*EXERCISE INSTRUCTIONS*.
Output the part of the article about the Roger Ailes allegations that opens with the words containing "Since Gretchen Carlson, former" and closes with "to be used.", copied verbatim.

*EXTRACT*.

________________________

Woman Claims After She Rebuffed Roger Ailes, She Was ‘Blacklisted’
"I had my career taken away from me," she said in an interview with Fortune. · Fortune

Since Gretchen Carlson, former Fox News host, filed an explosive sexual-harassment lawsuit against company founder, chairman, and CEO Roger Ailes, other women have come forward. New York magazine’s Gabriel Sherman detailed six women’s alleged encounters that they claim took place from the 1960s to 1989. Two allowed their full names to be used.

Kellie Boyle is one of these women. The co-founder of a Virginia-based communications firm that she runs with her husband, Boyle said she met Ailes in 1989 as a young, up-and-coming Republican political communications consultant. A legendary media consultant, Ailes had done work for republican presidents Richard Nixon, Ronald Reagan and George H.W. Bush. She was in awe of him. “He was powerful and brilliant,” said Boyle. “I had read his book, You Are the Message, and I quoted it often when I was training candidates.”

________________________

(Phrase grounding data)
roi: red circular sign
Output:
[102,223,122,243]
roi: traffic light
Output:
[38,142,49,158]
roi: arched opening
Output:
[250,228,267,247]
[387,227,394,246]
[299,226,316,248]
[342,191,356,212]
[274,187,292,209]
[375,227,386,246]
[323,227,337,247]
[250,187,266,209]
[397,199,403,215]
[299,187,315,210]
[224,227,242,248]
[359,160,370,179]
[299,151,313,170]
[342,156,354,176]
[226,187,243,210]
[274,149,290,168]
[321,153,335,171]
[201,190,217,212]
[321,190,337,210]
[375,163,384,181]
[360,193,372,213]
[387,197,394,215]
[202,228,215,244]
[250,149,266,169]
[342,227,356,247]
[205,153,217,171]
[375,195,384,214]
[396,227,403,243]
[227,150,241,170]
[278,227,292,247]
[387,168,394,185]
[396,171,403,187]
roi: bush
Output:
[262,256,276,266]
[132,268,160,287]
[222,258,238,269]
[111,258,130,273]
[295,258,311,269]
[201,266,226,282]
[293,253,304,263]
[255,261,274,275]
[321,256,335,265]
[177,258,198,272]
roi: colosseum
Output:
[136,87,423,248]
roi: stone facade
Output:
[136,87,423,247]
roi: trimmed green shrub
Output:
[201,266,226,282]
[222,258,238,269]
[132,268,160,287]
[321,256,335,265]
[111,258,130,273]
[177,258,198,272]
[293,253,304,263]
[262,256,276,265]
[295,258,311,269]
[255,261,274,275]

________________________

*THE ANSWER*.
Since Gretchen Carlson, former Fox News host, filed an explosive sexual-harassment lawsuit against company founder, chairman, and CEO Roger Ailes, other women have come forward. New York magazine’s Gabriel Sherman detailed six women’s alleged encounters that they claim took place from the 1960s to 1989. Two allowed their full names to be used.